Extracted records:

'''

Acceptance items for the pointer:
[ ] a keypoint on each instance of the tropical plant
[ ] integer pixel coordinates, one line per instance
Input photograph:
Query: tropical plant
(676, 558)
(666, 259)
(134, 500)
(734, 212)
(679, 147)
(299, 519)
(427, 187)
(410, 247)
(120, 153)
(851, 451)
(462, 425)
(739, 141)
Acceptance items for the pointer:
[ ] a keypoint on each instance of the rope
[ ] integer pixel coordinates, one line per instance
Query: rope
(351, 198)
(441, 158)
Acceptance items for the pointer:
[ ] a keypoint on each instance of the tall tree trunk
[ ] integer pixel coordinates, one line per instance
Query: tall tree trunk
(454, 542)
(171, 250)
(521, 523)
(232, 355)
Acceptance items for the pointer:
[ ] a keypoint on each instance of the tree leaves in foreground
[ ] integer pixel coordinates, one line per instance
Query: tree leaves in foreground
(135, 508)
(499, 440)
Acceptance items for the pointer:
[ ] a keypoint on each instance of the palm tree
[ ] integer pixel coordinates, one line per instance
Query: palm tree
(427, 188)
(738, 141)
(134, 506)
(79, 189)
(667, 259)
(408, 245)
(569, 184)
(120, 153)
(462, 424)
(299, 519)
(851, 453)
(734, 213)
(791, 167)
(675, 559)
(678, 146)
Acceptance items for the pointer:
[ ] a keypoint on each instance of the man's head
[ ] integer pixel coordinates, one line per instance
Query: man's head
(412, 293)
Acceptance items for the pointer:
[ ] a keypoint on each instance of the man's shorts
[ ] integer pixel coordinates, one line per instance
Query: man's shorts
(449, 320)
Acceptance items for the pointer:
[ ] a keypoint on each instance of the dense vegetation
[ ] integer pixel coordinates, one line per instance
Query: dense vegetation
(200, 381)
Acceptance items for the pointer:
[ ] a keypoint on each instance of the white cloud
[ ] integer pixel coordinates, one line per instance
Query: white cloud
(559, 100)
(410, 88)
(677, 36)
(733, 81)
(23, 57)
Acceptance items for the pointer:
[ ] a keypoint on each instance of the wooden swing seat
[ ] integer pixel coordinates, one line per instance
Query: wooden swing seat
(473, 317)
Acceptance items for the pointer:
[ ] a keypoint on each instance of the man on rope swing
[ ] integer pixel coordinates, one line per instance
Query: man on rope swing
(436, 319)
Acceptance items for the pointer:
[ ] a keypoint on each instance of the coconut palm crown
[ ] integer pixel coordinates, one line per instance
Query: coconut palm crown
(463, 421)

'''

* Task instructions
Print exactly the lines above, between the one holding "[ ] a keypoint on each instance of the tree" and the one holding "[ ] a keypoint on each instance of the palm", inclusive, and nothing besides.

* Worked solution
[ ] a keypoint on each instance of the tree leaves in foreground
[ ] integer pixel coordinates, one line per instance
Query: tree leaves in foreground
(135, 508)
(499, 440)
Acceptance items for the pointer:
[ ] a keypoint on each instance of the palm tree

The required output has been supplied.